→ Exercise inputs:
%%

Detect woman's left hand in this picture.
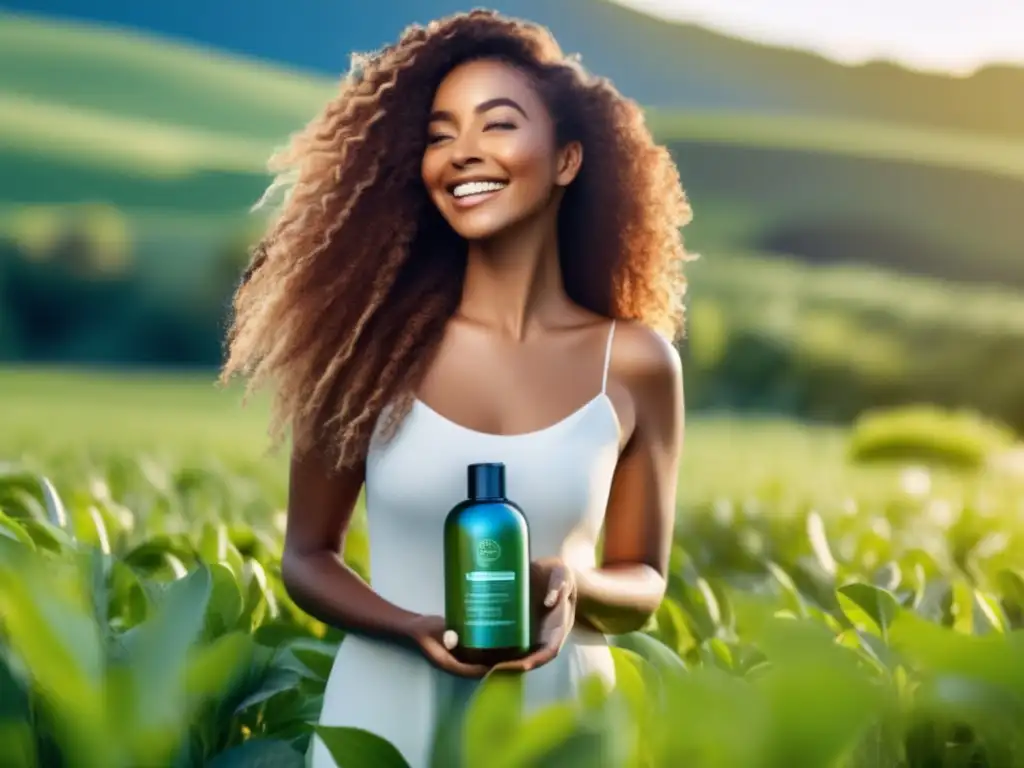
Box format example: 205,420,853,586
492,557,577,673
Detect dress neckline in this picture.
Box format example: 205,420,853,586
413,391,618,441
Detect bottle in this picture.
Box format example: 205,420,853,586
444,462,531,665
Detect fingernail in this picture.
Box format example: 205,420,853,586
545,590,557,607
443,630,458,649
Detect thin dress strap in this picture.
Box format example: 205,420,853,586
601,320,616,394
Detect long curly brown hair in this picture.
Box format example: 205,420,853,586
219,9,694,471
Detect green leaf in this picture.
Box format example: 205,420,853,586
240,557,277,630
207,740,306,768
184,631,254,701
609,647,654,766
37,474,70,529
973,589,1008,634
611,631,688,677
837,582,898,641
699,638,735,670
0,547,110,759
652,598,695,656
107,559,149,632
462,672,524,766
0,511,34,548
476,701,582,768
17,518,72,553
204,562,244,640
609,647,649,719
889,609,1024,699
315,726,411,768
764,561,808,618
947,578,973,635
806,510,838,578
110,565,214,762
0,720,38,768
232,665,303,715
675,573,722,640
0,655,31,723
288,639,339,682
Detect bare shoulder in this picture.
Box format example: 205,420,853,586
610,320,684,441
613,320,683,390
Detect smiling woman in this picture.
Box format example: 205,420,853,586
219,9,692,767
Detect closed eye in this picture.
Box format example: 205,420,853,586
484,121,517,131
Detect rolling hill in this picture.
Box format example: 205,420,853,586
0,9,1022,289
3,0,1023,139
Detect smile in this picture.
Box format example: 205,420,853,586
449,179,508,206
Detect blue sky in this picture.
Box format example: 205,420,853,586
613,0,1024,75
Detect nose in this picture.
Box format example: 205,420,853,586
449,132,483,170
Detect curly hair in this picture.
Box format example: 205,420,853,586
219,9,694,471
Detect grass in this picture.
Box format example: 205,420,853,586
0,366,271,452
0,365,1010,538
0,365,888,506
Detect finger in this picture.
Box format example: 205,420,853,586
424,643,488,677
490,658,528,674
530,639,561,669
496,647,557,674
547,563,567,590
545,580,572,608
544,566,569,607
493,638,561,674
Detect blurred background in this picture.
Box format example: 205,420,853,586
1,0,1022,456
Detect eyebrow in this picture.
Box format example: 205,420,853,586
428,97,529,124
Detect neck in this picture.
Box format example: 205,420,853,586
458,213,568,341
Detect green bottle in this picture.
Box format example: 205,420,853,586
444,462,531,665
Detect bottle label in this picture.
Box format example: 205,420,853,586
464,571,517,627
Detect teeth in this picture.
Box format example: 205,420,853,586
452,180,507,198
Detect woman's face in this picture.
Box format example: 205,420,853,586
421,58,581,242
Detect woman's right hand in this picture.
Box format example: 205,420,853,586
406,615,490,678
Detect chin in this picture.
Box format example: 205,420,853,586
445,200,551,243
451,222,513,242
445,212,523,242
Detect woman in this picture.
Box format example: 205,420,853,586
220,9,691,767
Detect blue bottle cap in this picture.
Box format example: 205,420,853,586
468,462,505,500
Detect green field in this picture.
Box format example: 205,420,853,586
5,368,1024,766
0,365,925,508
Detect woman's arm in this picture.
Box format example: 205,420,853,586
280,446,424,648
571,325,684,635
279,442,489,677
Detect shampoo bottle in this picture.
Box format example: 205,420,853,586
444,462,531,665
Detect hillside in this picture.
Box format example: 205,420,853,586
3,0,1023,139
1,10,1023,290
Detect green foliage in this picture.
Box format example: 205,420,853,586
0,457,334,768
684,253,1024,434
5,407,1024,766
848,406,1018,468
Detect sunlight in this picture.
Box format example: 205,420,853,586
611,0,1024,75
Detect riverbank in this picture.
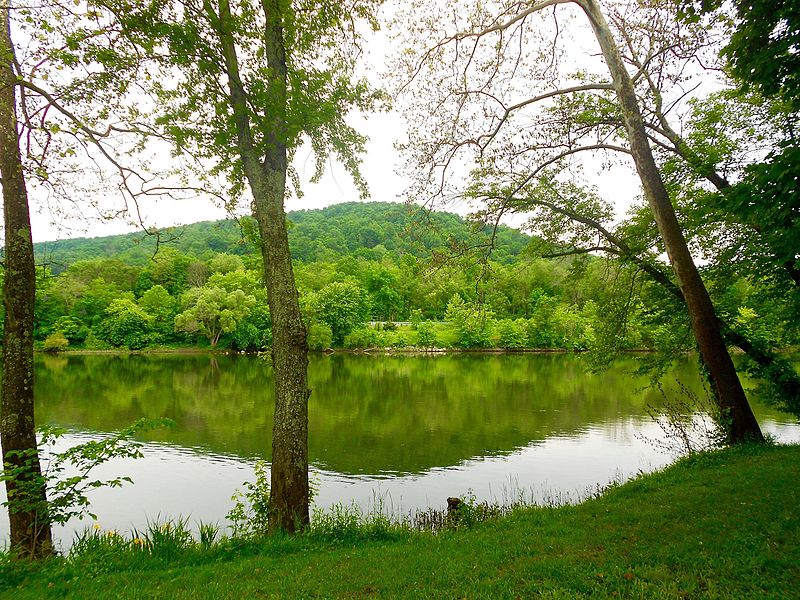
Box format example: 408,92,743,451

%%

→ Exercise description: Copy out all the data above exactly, minus the images.

→ Written response:
Detect woman's left hand in this picture.
Box format example: 205,420,853,586
492,557,577,673
Detect dress neckline in this picture.
Box format example: 205,420,853,586
413,391,618,441
Detect bottle in this picture.
Box format example: 205,420,853,586
444,462,531,665
Detect fingernail in this picture.
Box format example: 205,420,853,586
545,590,557,607
443,630,458,649
Detect thin dress strap in this picture.
Box format example: 205,420,853,586
601,320,616,394
Detect long curly brown hair in this picture.
Box format example: 205,420,853,586
219,9,694,471
Detect green leaf in this picture.
Box format example: 205,420,853,586
240,557,277,630
207,740,306,768
184,631,254,701
609,647,654,766
37,474,70,529
973,589,1008,634
611,631,688,677
837,582,898,641
699,638,735,670
0,547,110,759
652,598,695,656
107,559,149,632
462,672,524,766
0,511,34,548
476,701,582,768
17,518,72,553
204,562,244,640
609,647,649,719
889,609,1024,699
315,726,411,768
764,561,808,618
947,578,973,635
806,510,838,578
110,565,214,762
0,720,38,768
232,665,303,715
675,573,722,640
0,655,31,723
288,639,339,682
Detect bare shoulder in this picture.
Box format example: 205,420,853,586
610,320,684,441
613,320,683,390
Detect smiling woman in this picture.
Box format example: 205,420,853,586
219,9,692,767
Detect closed eye in this picture.
Box format example: 205,420,853,586
484,121,517,131
Detect rolling hill in this picture.
Box format example: 205,420,853,586
0,9,1022,289
3,0,1023,139
Detect smile in this picture.
Box format example: 205,420,853,586
449,179,508,206
Detect blue sky in this picture.
Box format example: 205,420,853,586
613,0,1024,75
Detect nose in this picture.
Box format example: 205,420,853,586
449,132,483,170
Detect curly hair in this picture.
Box format example: 205,420,853,586
219,9,694,471
Detect grass in this picture.
Box format example: 205,420,853,586
0,366,271,452
0,365,1010,538
0,365,888,506
Detect finger in this picture.
Box format example: 205,420,853,586
424,643,488,677
490,658,528,674
530,639,561,669
496,647,557,674
547,563,567,590
545,580,572,608
544,566,569,607
493,638,561,674
Detect blurred background in this picture.
Box format example: 205,420,853,586
1,0,1022,456
Detect eyebrow in this picture.
Box format example: 205,420,853,586
428,97,529,124
Detect neck in this picture.
Box format example: 205,420,853,586
458,213,568,341
Detect green bottle in this picture.
Box format example: 205,420,853,586
444,462,531,665
Detect bottle label in this picture.
Box format example: 205,420,853,586
464,571,517,627
Detect teeth in this picture.
Box format example: 205,420,853,586
452,180,507,198
Detect woman's face in this picture.
Box format example: 205,420,853,586
421,58,581,242
Detect woman's right hand in this picture.
Box format example: 205,420,853,586
406,615,490,678
Detect chin in this picture.
Box format example: 205,420,853,586
445,200,551,243
451,222,513,242
445,212,523,242
Detect woman in this picture.
Box format example: 205,420,853,586
220,9,691,767
Detect blue bottle cap in this picture.
Box format example: 205,420,853,586
468,462,505,500
Detect green field in this picture.
Box format example: 205,420,853,586
5,368,1024,766
0,365,925,508
Detect woman's arm in this picture.
Box format example: 205,420,853,586
280,446,424,648
571,325,684,635
279,442,489,677
Detect shampoo bottle in this picture.
Box format example: 205,420,853,586
444,462,531,665
Detect hillside in this picture.
Box format example: 205,420,853,586
3,0,1023,139
1,10,1023,290
Detect green foliage in this picture.
Box format example: 205,420,853,586
0,457,334,768
684,253,1024,434
5,407,1024,766
848,406,1018,468
Detect sunlight in this picture.
Box format example: 205,420,853,586
611,0,1024,75
Detect riverbank in this picture.
Box format example: 408,92,743,451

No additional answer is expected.